It sounds like you have some familiarity with the Trinity study that one of the posters referenced. If you have not already done so, you may wish to check out The Retire Early board here on TMF (in Speakers' Corner) and should check out the Retire Early Home Page (which is maintained by "intercst") at":

http://www.geocities.com/WallStreet/8257/reindex.html

or

http://www.retireearlyhomepage.com/

"Now I will grant you that if you are in reasonably good health and retire at a relatively young age, you may have to live off of your assets for 30 or even 40 years. And you may be as physically and mentally fit at 85 as you were at 65. However, that is only one scenario, and as I read the discussions I am equally struck by how little consideration seems to be given to the other scenario, which is that you die in your sixties or seventies. Or, ten years down the road you cannot do the things you can do now, for whatever reason."

This is a very personal decision. I suspect that it is driven as much by fear, as anything else. While dying just as the last dollar is spent sounds appealing, we generally do not know when we will die, and outliving one's money is the least appealling alternative. Thus, it is a form of "worst" case planning.

In addition, the idea of re-entering the work force at 85 after 20 or 25 years retirement is not at all appealing to most people, and is probably not very feasible (at least with respect to the very well paying professions or executive jobs).

"I am, as I said, 59, and I have a portfolio of $1,000,000, a nice house on the Chesapeake Bay, some toys and no debt. That makes it feasible that I could retire, but my portfolio is not so great that it becomes a shoo-in. I am, as far as I know, in reasonably good health; however, I need only look at the obituaries and consider friends of mine who are already gone to realize that I may have only 10-15 years to live (or less). Or, I may have only 10-15 "good" years, meaning years in which I can do what I do now."

▶ _Raw data_:
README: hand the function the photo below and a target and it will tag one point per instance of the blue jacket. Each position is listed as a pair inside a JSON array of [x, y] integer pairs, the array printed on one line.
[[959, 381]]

▶ _Requirements_:
A) In the retirement post, who maintains the Retire Early Home Page?
B) Do these statements agree with the retirement post? (i) The quoted writer owns a house on the Chesapeake Bay. (ii) The quoted writer has some debt. (iii) The post says most people find re-entering the work force at 85 appealing.

▶ _Answers below_:
A) "intercst"

B)
(i) Yes: "a nice house on the Chesapeake Bay"
(ii) No: "some toys and no debt"
(iii) No: "is not at all appealing to most people"